--- start of STORED RECORDS ---

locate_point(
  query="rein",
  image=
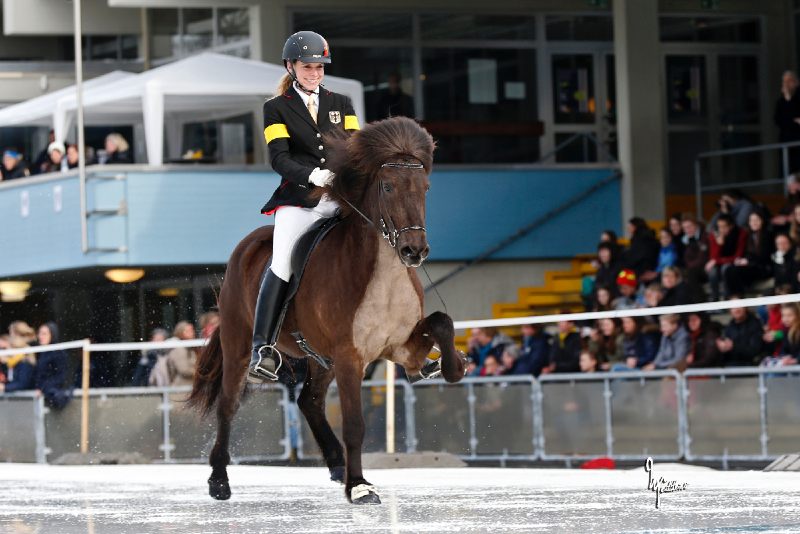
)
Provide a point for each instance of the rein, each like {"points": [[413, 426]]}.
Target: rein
{"points": [[388, 230]]}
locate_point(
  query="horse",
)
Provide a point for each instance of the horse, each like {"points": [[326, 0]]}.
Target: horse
{"points": [[359, 299]]}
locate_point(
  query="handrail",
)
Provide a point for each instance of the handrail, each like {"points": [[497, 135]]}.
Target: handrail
{"points": [[698, 174], [527, 229]]}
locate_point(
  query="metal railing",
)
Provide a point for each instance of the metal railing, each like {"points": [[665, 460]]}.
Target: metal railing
{"points": [[748, 414], [698, 172]]}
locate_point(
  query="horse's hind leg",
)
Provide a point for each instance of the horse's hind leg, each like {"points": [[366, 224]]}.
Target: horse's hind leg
{"points": [[348, 373], [234, 368], [312, 404]]}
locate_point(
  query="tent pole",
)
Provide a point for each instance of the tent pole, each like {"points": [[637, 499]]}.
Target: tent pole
{"points": [[76, 4]]}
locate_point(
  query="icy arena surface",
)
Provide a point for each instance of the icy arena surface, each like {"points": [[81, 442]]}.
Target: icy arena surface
{"points": [[173, 498]]}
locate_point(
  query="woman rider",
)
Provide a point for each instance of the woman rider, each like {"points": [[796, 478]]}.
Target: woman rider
{"points": [[294, 122]]}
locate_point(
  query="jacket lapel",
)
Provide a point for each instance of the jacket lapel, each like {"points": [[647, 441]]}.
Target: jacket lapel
{"points": [[296, 105]]}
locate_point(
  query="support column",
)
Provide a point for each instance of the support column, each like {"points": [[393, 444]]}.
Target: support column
{"points": [[640, 108], [269, 28]]}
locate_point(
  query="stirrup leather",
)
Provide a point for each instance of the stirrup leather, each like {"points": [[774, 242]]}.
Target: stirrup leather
{"points": [[261, 371]]}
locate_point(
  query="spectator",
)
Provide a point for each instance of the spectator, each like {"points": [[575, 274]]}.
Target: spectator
{"points": [[181, 361], [51, 368], [486, 341], [675, 228], [149, 358], [741, 342], [695, 253], [21, 368], [726, 245], [756, 263], [789, 350], [393, 102], [588, 362], [781, 221], [117, 150], [602, 299], [55, 161], [668, 254], [608, 266], [703, 352], [509, 360], [626, 287], [674, 346], [13, 166], [736, 204], [676, 292], [638, 348], [566, 349], [787, 116], [642, 254], [653, 295], [784, 263], [535, 351], [491, 367], [605, 342]]}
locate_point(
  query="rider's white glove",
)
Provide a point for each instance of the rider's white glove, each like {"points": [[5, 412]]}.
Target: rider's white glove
{"points": [[321, 177]]}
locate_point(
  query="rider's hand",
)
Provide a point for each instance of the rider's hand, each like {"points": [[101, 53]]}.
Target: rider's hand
{"points": [[321, 177]]}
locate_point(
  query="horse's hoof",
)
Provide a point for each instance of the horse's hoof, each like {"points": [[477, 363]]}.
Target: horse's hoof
{"points": [[364, 494], [219, 489], [337, 474]]}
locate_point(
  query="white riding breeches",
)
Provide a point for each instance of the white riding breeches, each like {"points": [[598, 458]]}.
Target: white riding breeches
{"points": [[292, 222]]}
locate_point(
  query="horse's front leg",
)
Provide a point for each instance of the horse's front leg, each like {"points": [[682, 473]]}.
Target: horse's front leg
{"points": [[348, 379], [438, 328]]}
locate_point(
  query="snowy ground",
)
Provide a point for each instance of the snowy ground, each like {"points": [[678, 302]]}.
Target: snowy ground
{"points": [[155, 498]]}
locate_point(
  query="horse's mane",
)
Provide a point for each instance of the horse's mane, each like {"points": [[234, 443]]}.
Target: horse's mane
{"points": [[357, 159]]}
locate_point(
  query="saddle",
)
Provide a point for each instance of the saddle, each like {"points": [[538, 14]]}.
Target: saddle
{"points": [[300, 256]]}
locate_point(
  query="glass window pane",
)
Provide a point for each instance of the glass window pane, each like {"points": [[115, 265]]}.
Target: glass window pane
{"points": [[165, 34], [378, 68], [738, 90], [710, 29], [480, 104], [578, 28], [573, 89], [198, 29], [362, 25], [450, 26], [234, 24], [686, 90]]}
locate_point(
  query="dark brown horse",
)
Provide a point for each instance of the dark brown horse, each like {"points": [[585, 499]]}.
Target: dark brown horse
{"points": [[359, 300]]}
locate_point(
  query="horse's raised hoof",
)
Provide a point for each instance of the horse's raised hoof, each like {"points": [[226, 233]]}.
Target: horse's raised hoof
{"points": [[364, 494], [219, 489], [337, 474]]}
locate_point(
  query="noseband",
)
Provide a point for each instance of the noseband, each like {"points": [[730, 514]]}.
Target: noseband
{"points": [[387, 228]]}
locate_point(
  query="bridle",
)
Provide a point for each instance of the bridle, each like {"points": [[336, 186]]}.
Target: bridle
{"points": [[387, 227]]}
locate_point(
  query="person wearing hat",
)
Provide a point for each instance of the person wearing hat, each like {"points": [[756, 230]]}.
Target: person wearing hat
{"points": [[295, 121], [626, 286], [55, 158], [13, 166]]}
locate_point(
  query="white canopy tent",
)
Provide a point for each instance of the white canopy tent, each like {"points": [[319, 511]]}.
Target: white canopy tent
{"points": [[38, 111], [200, 88]]}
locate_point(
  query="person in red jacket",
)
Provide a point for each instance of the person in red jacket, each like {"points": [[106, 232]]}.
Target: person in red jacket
{"points": [[725, 246]]}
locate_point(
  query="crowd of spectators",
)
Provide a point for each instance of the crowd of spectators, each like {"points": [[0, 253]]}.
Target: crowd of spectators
{"points": [[61, 157], [49, 372]]}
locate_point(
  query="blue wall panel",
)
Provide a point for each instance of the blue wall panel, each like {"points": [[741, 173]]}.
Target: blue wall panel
{"points": [[198, 216]]}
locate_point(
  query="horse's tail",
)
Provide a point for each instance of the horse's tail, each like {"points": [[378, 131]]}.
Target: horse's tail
{"points": [[208, 376]]}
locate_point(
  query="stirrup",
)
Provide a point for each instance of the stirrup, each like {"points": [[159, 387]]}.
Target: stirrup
{"points": [[256, 374]]}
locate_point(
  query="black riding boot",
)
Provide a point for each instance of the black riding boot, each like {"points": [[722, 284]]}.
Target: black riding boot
{"points": [[266, 360]]}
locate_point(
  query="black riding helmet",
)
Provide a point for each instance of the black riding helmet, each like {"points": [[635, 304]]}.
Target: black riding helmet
{"points": [[308, 47]]}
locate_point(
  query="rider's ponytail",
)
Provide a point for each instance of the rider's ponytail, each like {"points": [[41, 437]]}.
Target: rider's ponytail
{"points": [[284, 84]]}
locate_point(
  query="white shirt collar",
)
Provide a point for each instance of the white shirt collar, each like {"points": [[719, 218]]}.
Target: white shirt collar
{"points": [[305, 96]]}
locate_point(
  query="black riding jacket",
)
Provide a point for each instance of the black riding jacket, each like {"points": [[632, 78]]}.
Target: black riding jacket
{"points": [[295, 141]]}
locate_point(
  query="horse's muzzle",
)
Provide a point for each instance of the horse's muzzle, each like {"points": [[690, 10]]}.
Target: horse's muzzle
{"points": [[414, 256]]}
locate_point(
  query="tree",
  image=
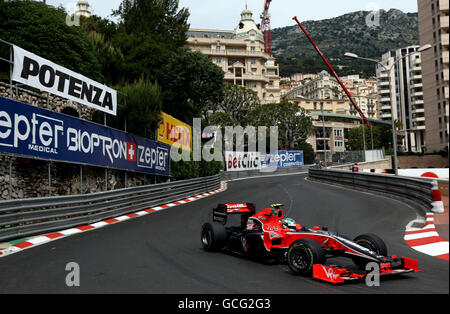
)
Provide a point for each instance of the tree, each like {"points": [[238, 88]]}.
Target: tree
{"points": [[192, 84], [236, 108], [293, 123], [382, 137], [159, 20]]}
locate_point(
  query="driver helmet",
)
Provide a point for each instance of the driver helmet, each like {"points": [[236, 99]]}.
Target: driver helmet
{"points": [[289, 223]]}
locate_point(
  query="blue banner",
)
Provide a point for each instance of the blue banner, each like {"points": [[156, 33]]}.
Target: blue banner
{"points": [[283, 159], [30, 131]]}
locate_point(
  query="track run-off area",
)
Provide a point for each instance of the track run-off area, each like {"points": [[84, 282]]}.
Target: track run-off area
{"points": [[161, 253]]}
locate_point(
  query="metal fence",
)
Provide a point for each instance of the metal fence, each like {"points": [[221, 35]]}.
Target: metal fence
{"points": [[415, 190], [258, 173], [19, 218]]}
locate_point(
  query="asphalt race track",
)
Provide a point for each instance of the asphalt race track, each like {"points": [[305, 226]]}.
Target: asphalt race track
{"points": [[161, 253]]}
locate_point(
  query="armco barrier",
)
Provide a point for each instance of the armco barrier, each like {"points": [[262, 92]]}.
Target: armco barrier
{"points": [[234, 175], [20, 218], [415, 190]]}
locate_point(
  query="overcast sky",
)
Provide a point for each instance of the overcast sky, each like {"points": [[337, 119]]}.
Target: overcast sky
{"points": [[225, 14]]}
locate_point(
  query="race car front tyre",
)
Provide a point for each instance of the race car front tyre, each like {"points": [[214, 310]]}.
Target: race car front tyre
{"points": [[303, 254], [371, 242], [213, 236]]}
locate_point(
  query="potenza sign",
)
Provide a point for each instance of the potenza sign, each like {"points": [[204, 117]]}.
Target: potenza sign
{"points": [[30, 131], [34, 71]]}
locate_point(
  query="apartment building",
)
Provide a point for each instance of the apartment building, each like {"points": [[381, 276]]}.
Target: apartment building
{"points": [[434, 30], [325, 87], [240, 54], [400, 96], [322, 87]]}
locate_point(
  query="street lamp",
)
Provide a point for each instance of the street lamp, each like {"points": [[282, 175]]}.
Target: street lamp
{"points": [[394, 134]]}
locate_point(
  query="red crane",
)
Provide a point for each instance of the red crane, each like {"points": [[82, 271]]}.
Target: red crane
{"points": [[266, 28], [363, 117]]}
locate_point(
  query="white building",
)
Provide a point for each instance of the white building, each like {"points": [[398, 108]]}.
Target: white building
{"points": [[400, 96]]}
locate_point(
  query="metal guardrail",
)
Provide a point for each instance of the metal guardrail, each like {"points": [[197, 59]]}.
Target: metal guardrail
{"points": [[20, 218], [418, 191], [257, 173]]}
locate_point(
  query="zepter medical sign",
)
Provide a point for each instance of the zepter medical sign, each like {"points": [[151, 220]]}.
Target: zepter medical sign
{"points": [[242, 161], [29, 131], [34, 71]]}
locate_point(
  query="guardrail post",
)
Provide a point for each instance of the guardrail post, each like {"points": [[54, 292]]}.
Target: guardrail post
{"points": [[49, 179]]}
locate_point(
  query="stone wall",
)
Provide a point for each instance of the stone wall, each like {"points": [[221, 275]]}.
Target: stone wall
{"points": [[28, 178]]}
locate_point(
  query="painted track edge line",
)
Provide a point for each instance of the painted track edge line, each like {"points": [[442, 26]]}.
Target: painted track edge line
{"points": [[47, 238]]}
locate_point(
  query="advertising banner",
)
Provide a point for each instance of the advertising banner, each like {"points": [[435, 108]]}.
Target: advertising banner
{"points": [[175, 133], [30, 131], [34, 71], [242, 161], [283, 159]]}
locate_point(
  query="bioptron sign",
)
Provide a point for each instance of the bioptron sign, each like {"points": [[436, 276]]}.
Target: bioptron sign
{"points": [[30, 131]]}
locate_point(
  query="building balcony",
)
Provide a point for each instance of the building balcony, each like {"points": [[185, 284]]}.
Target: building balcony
{"points": [[383, 91], [418, 110], [418, 102], [443, 6], [260, 78], [272, 88], [419, 119], [445, 22], [418, 128], [416, 85], [444, 40], [445, 57]]}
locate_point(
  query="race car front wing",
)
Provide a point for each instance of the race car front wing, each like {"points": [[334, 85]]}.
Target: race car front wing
{"points": [[337, 274]]}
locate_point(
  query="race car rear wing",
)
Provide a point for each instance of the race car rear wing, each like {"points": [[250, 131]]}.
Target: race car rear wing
{"points": [[245, 210]]}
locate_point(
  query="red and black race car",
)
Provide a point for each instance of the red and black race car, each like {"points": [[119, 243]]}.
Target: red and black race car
{"points": [[268, 236]]}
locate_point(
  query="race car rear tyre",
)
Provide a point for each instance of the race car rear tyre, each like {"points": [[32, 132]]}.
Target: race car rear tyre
{"points": [[371, 242], [213, 236], [303, 254]]}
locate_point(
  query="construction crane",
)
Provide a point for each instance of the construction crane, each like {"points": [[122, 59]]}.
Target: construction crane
{"points": [[363, 117], [266, 28]]}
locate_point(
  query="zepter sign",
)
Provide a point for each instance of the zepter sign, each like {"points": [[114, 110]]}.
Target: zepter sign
{"points": [[242, 161], [34, 71]]}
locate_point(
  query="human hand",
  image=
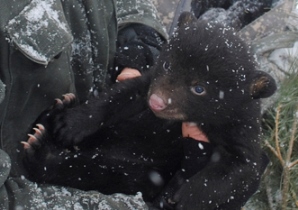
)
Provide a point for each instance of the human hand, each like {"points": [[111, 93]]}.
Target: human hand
{"points": [[190, 129], [128, 73]]}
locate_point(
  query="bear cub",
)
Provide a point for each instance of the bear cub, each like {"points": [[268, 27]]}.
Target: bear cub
{"points": [[128, 139]]}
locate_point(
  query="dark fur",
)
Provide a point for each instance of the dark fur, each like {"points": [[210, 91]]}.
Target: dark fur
{"points": [[122, 143]]}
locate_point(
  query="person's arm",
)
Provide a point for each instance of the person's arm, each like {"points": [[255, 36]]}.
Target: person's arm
{"points": [[140, 38]]}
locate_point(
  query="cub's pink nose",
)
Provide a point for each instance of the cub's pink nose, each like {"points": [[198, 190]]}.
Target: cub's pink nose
{"points": [[156, 103]]}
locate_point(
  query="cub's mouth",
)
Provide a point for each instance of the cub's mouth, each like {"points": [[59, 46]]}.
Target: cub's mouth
{"points": [[163, 107]]}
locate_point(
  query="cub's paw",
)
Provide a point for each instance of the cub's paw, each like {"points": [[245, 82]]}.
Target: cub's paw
{"points": [[35, 140], [37, 149]]}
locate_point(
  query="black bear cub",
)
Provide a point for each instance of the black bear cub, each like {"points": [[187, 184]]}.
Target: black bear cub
{"points": [[129, 138]]}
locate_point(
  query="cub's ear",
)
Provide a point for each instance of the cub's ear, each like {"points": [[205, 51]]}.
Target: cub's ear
{"points": [[262, 86], [186, 18]]}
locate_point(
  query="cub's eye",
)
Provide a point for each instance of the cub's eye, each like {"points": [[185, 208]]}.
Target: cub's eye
{"points": [[198, 90]]}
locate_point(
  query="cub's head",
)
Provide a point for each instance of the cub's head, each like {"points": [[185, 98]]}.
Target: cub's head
{"points": [[206, 73]]}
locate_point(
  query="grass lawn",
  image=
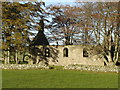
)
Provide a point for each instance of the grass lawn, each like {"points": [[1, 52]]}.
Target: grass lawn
{"points": [[58, 79]]}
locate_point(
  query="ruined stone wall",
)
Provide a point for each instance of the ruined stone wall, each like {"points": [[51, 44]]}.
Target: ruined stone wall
{"points": [[75, 56]]}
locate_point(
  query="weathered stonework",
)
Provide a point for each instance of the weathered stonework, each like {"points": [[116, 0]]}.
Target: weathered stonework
{"points": [[75, 56]]}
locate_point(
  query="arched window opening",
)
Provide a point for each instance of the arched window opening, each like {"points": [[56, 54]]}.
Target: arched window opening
{"points": [[47, 52], [85, 53], [65, 52]]}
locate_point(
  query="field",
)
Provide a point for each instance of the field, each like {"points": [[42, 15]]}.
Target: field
{"points": [[58, 79]]}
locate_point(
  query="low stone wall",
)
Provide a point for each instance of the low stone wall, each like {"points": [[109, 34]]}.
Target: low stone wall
{"points": [[23, 66], [94, 68]]}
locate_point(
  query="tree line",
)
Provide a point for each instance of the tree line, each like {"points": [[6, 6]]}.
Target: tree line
{"points": [[93, 23]]}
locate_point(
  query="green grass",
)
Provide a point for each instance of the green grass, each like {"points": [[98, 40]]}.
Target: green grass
{"points": [[58, 79]]}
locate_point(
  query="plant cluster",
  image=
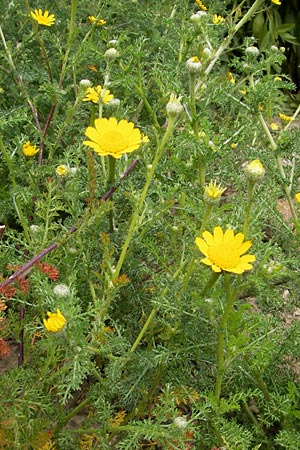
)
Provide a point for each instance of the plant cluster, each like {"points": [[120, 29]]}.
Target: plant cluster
{"points": [[149, 228]]}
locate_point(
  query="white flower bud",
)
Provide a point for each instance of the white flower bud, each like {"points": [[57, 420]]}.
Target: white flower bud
{"points": [[254, 170], [111, 54], [174, 106], [85, 83], [34, 228], [196, 18], [61, 290], [207, 52], [114, 103], [194, 65], [180, 422], [252, 50]]}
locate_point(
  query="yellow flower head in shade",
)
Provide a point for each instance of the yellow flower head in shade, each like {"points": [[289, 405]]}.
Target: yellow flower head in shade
{"points": [[99, 22], [43, 18], [55, 322], [29, 150], [285, 118], [93, 94], [274, 126], [62, 170], [213, 192], [218, 20], [297, 197], [254, 170], [110, 137], [225, 251], [231, 77], [201, 5]]}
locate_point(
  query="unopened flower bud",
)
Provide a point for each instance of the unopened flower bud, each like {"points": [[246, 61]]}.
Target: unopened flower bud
{"points": [[197, 18], [207, 52], [254, 170], [194, 65], [180, 422], [85, 83], [212, 193], [111, 54], [114, 103], [61, 290], [62, 170], [252, 50], [174, 106]]}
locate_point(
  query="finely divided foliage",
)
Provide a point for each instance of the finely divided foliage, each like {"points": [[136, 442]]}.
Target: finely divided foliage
{"points": [[149, 229]]}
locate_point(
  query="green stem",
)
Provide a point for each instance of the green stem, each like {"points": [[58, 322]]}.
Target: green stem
{"points": [[153, 312], [134, 224], [258, 379], [212, 280], [192, 88], [69, 42], [250, 13], [250, 192], [147, 105], [16, 200], [191, 263], [69, 416], [221, 336], [41, 43], [110, 182]]}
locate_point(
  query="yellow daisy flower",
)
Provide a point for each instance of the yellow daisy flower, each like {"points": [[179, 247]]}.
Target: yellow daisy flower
{"points": [[201, 5], [286, 118], [254, 170], [62, 170], [225, 251], [99, 22], [93, 94], [213, 192], [274, 126], [218, 20], [110, 137], [29, 150], [55, 322], [231, 78], [297, 197], [43, 18]]}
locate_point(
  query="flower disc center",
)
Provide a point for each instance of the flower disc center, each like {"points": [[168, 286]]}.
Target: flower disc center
{"points": [[224, 255], [113, 141]]}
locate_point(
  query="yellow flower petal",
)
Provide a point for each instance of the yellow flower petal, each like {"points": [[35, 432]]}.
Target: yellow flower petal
{"points": [[224, 251], [218, 235], [202, 245], [110, 137]]}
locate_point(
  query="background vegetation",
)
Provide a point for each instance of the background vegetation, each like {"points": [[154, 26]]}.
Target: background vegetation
{"points": [[136, 365]]}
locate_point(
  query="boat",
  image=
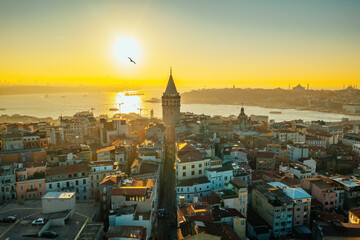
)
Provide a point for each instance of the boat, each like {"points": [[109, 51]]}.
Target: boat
{"points": [[133, 93], [153, 100]]}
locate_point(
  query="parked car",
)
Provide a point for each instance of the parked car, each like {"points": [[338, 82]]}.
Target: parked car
{"points": [[50, 234], [39, 221], [9, 219]]}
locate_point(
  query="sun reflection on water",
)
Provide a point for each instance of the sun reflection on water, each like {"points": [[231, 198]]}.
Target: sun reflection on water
{"points": [[127, 104]]}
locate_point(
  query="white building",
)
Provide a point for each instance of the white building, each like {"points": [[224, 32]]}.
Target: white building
{"points": [[110, 129], [351, 139], [235, 154], [129, 216], [72, 178], [240, 187], [190, 188], [299, 170], [148, 151], [219, 175], [297, 151]]}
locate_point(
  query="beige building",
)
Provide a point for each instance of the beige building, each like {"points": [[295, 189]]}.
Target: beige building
{"points": [[354, 215], [98, 171], [54, 202], [191, 167]]}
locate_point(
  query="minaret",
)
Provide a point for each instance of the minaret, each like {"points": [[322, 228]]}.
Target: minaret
{"points": [[171, 109]]}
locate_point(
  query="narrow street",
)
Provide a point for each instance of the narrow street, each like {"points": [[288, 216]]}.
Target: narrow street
{"points": [[167, 200]]}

--- end of STORED RECORDS ---

DIRECTION: Copy out every line of the data above that contains the string "tyre", each one in full.

THE REPLY:
  query="race car front tyre",
Provide a point for each instance of the race car front tyre, each like {"points": [[214, 310]]}.
Target: race car front tyre
  query="race car rear tyre",
Provide a point for each instance of the race car rear tyre, each like {"points": [[32, 132]]}.
Target: race car rear tyre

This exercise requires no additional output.